指示 1: 記録のうち、文字列「tree」を含む行の数を数字だけで答えてください。大文字と小文字は区別します。

提供された本文:

健全とは
子どもを健全に育てたい
子育てに正解などないと申します。育て方に正解はなくても、健全に育ったかそうでないかは明らかにあるでしょう。それは大人(社会人)になったころ、自分が自立できているかどうかが目安と考えます。
健全とは何か、それは、その子が自立していく過程において、妨げのないことです。特に、親の妨げのないことが第一の条件。親の妨げのある・なしで子どもの自立に影響があるのなら、少なくとも妨害より支援の立場でいてほしいもの。しかし、親は時に盲目的になることがあり、「良かれと思って」が正反対の結果を招くことも多いのです。
ここでは、「子どもの自立」を念頭に据えた子育てについてまとめました。
自立とは
自立と自律
多くの人はその親の手によって育てられ、その親から独り立ちするために知識を高め、経験を積みます。しかしその前にたった一つ必要なことがなされていないと、その巣立ちは果てしなく難しく、ただ反対に、その必要なことさえあれば独り立ちし、さらに自分の人生、如何様にもできます。
そのたった一つの必要なこととは、精神的に支配されない状態でいられること。即ち、それが自立の一歩。「自立とは他からの支配や手助けなしに存在すること」であるからです。
さて、「自立」の同義語に「自律」があります。自律とは「自分の建てた規律に従って行動すること」です。世の中の規律を学び従えること。自分で規律を創り行動できること。それらはもの凄く大事なことです。でもその前に、自分の精神が誰からも支配されず自由でいられないと、世の中の規律に縛られ、また、自らの決定で規律を創り上げること自体も極めて困難となるでしょう。
「自律」の前に「自立」あり。それではじめて世の中における共存や尊重が生まれるのではないでしょうか。
子育てのはじまり
子供を育てるという自覚
子育てのはじまりは受精したときから。生物学的に言うなればそうなるでしょうが、子育ては、その親が親としての自覚を持った時からでしかはじまりません。母親よりも、父親としての自覚にばらつきがあることは、想像していただければ何となくお分かりかと思います。
ですから、その自覚がなければ、その子供は永遠に親に育ててもらえる経験はなく、また、その自覚さえ芽生えれば、子供が40歳、50歳になっていても育てることができるのです。親子が生きていて、その親に親としての自覚が生まれたとき、どんなに子供が傷つき、歪み、苦しんでいても、取り返せるものは必ずあります。もし今、あなたのお子さんが精神的に病んでいたら、親としてのあなたに出来ることは必ずあります。

提供された記録:
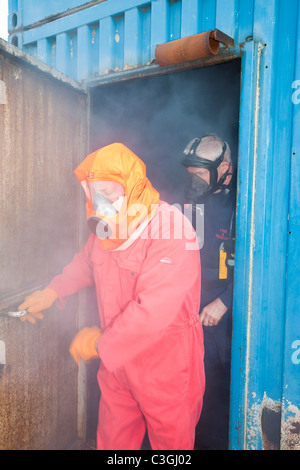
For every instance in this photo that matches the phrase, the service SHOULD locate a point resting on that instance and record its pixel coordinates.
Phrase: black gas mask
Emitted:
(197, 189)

--

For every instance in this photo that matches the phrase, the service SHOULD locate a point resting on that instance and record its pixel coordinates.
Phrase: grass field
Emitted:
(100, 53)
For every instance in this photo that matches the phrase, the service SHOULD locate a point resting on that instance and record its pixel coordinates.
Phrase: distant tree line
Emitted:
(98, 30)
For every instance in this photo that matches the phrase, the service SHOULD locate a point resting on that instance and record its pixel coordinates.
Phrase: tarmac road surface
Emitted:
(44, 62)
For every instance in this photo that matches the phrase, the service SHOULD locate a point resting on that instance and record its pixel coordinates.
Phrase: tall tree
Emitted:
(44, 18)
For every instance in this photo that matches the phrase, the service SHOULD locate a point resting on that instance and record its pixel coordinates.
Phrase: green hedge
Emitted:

...

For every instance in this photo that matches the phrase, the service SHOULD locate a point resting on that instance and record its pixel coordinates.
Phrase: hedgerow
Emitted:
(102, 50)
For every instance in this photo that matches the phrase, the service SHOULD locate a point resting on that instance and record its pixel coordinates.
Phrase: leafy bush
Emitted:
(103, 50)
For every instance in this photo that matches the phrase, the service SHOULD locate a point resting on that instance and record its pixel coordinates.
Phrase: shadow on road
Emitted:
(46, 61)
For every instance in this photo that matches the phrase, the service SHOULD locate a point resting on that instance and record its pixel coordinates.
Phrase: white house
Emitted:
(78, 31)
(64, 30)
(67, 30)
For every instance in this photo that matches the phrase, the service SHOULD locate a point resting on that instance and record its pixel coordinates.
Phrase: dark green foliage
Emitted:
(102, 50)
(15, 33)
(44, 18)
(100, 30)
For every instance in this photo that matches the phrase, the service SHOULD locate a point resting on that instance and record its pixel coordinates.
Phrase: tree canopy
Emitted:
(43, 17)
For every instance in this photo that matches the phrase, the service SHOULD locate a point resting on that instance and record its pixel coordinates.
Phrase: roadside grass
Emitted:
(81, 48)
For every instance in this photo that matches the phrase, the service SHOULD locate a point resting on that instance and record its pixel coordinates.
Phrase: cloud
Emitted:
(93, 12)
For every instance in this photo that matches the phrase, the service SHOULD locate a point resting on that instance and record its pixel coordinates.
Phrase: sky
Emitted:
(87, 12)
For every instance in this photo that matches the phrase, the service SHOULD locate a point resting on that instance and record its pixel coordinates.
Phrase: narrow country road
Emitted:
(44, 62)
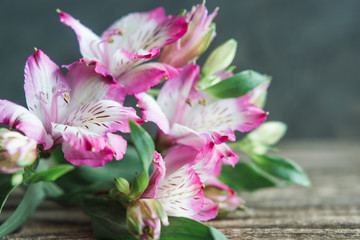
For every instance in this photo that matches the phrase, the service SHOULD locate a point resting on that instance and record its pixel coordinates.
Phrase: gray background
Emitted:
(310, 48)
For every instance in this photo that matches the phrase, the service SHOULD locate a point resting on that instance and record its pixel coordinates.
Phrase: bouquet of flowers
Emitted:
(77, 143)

指示 2: 本文の「ですから、その自覚がなければ」で始まり「に出来ることは必ずあります。」で終わる部分を、「子供」をすべて「子ども」に差し替えて書き出す。

正しい結果 1: 3

正しい結果 2:
ですから、その自覚がなければ、その子どもは永遠に親に育ててもらえる経験はなく、また、その自覚さえ芽生えれば、子どもが40歳、50歳になっていても育てることができるのです。親子が生きていて、その親に親としての自覚が生まれたとき、どんなに子どもが傷つき、歪み、苦しんでいても、取り返せるものは必ずあります。もし今、あなたのお子さんが精神的に病んでいたら、親としてのあなたに出来ることは必ずあります。